-------- Given text --------

First of all, we construct an Isosceles Triangle like this:

With \(AB=BC=a\) (say). And \(B=2x\). Then \(AD \perp BC\) is constructed.

Subsequently, since the angles \(BAC\) and \(ACB\) are equal, angle \(ACB = 90 - x\), then angle \(CAD=x\).

From triangle \(ADC\):

\(\tan \ x\ =\ \frac{CD}{AD}\)

\(\implies \tan \ x\ =\ \frac{a-a\cos 2x}{a\sin 2x}\)

\(\implies \tan \ x\ =\ \frac{1-\cos 2x}{\sin 2x}\)

\(\implies \cos 2x=1-\sin 2x\tan x\)

Squaring both sides,

\(\implies \cos ^22x=1-2\sin 2x\tan x+\sin ^22x\tan ^2x\)

\(\implies 1-\sin ^22x=1-2\sin 2x\tan x+\sin ^22x\tan ^2x\)

\(\implies \sin ^22x=2\sin 2x\tan x-\sin ^22x\tan ^2x\)

\(\sin 2x\) is not **necessarily** \(0\), so we can divide both sides by \(\sin 2x\).

\(\implies \sin 2x=2\tan x-\sin 2x\tan ^2x\)

-------- Material --------

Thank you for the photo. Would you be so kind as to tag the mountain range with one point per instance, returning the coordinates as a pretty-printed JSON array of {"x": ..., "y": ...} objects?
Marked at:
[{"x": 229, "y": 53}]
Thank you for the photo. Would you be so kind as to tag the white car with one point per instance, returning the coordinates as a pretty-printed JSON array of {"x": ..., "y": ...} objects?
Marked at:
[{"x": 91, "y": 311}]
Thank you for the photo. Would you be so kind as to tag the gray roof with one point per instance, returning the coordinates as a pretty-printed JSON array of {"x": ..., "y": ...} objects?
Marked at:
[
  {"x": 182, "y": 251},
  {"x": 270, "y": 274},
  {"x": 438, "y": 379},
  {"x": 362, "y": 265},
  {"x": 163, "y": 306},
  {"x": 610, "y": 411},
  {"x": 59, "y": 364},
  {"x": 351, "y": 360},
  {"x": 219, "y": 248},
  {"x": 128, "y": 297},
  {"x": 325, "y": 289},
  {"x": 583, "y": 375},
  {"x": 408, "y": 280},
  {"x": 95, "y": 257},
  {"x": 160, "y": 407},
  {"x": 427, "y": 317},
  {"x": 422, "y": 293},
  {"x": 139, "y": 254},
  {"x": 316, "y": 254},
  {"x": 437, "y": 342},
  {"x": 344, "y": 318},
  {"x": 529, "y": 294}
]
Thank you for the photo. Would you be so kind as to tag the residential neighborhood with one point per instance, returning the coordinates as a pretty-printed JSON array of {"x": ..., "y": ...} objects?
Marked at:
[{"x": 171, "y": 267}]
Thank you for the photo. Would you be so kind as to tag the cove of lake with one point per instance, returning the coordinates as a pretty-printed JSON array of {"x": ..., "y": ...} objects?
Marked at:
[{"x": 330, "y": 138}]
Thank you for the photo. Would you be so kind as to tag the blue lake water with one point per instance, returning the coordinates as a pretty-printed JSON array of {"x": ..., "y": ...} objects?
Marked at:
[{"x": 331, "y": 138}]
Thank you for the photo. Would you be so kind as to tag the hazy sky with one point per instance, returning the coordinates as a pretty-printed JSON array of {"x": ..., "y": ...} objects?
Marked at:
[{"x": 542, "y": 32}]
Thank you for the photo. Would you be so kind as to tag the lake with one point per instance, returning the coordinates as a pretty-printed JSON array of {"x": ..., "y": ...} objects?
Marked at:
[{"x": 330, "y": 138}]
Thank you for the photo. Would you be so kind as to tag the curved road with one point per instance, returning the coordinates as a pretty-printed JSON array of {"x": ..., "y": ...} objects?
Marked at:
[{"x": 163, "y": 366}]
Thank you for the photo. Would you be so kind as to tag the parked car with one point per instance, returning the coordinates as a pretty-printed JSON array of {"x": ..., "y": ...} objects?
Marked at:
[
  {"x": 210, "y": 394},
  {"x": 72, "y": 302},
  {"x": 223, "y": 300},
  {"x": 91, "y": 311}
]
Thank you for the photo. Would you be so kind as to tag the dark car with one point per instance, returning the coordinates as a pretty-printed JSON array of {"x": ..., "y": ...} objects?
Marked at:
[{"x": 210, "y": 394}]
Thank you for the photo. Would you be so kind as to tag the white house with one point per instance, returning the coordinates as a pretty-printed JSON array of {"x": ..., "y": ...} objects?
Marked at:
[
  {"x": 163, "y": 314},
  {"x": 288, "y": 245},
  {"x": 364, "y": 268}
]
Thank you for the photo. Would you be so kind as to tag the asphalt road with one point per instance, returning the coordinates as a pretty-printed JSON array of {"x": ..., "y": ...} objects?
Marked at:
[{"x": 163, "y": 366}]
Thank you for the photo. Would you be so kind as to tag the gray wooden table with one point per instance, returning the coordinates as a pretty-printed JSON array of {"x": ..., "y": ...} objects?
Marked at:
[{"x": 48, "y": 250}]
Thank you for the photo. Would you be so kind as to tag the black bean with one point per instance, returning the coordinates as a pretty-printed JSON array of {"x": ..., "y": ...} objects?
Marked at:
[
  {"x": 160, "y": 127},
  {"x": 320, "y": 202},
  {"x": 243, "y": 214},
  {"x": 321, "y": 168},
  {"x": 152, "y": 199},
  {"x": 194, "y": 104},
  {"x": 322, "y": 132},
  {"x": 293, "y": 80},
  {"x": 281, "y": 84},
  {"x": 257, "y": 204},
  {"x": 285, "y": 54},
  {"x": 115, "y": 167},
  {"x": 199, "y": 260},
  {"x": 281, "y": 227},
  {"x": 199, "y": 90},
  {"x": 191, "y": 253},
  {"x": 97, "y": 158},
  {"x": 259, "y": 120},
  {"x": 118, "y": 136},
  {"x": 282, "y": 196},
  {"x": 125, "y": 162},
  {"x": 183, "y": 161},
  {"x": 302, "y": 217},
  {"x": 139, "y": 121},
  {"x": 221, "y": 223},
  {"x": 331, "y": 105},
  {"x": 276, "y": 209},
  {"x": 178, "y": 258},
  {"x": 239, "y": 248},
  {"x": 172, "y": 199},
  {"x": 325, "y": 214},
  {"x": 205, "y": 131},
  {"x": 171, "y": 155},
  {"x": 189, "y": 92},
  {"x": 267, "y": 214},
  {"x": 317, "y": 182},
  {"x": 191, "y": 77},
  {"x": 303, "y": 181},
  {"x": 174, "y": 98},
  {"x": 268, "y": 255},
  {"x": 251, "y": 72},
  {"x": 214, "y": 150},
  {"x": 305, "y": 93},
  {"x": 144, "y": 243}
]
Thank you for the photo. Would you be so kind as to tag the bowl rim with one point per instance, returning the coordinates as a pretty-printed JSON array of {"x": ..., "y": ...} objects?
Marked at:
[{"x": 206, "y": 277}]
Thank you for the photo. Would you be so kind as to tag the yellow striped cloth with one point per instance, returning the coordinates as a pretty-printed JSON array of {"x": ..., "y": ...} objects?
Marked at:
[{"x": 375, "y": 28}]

--------

#### [What to work on]
List every angle that the triangle derivation names with three letters.

#### [The output]
BAC, ACB, CAD